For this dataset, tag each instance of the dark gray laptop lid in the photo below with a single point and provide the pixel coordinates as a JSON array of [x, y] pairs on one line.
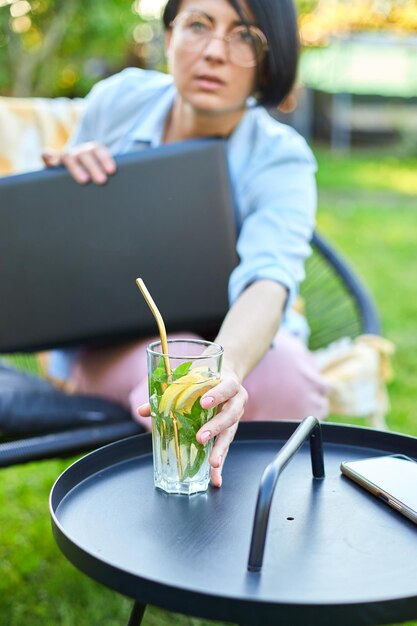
[[70, 253]]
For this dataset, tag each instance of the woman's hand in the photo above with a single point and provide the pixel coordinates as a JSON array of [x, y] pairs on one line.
[[88, 161], [231, 398]]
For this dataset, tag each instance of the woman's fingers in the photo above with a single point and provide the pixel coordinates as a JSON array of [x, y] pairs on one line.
[[89, 161], [219, 453], [233, 397], [51, 158]]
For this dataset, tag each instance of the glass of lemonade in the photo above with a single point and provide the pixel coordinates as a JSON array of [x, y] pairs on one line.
[[181, 464]]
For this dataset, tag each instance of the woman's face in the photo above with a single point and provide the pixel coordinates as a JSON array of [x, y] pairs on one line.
[[207, 79]]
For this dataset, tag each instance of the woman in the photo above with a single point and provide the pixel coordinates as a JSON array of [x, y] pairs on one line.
[[222, 54]]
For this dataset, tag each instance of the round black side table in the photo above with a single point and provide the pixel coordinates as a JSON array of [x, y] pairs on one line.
[[330, 553]]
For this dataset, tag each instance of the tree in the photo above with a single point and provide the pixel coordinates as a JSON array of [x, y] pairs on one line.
[[62, 47]]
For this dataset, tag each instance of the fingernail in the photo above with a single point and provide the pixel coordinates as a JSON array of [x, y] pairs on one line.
[[207, 402], [205, 436]]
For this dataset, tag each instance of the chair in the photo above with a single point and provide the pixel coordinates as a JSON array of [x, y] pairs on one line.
[[336, 303]]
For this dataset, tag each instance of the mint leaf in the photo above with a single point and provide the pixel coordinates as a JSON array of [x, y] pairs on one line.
[[159, 375], [181, 370]]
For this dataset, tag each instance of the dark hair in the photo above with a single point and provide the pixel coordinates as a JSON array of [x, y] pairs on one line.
[[278, 21]]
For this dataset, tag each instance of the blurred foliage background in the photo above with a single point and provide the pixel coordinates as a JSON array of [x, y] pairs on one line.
[[62, 47]]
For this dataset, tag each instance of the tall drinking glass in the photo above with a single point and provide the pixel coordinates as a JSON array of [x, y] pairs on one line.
[[181, 464]]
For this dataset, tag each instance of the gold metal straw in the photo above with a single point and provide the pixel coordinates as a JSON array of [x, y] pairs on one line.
[[159, 321], [164, 344]]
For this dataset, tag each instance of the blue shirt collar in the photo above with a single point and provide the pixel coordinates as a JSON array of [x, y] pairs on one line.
[[150, 128]]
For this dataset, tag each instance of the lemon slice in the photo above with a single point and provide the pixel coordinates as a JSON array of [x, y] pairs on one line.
[[184, 401], [167, 402]]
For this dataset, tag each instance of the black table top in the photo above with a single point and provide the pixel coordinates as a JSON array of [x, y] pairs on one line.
[[334, 553]]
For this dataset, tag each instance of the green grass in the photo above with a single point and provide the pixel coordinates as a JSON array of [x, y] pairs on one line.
[[368, 208]]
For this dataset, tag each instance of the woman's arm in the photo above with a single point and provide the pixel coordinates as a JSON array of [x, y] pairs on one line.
[[246, 334]]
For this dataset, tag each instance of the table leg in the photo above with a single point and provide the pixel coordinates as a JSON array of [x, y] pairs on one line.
[[136, 615]]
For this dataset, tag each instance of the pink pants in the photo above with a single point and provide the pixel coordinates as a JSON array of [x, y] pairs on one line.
[[286, 384]]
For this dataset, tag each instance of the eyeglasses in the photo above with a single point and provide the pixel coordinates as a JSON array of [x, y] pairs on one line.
[[193, 31]]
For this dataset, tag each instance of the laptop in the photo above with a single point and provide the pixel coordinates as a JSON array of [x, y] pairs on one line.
[[70, 254]]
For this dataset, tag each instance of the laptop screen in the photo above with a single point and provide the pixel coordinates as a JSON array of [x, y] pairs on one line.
[[70, 253]]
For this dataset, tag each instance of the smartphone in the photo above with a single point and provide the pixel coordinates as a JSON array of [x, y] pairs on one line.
[[391, 478]]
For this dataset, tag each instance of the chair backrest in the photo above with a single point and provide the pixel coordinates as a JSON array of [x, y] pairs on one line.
[[336, 301], [337, 304]]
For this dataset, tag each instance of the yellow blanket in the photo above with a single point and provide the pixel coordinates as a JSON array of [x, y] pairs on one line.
[[29, 125]]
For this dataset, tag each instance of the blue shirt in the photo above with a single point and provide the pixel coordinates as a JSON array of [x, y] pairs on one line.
[[271, 169]]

What needs to be done: Swap "tag" for "mark" in everything from the line containing "For this dataset, tag each instance of the chair in" down to the line containing "[[159, 375], [181, 370]]", and give back only those lines with nothing else changed.

Written response:
For this dataset, mark each instance of the chair in the photo above with a single point and provide the pixel coordinates as a JSON array of [x, y] pairs on one line.
[[336, 303]]
For this dataset, mark each instance of the mint leaf in the photo above with a single point and provide the pixel coordinates as a JSON array of [x, y] pairs on one line.
[[159, 375], [181, 370]]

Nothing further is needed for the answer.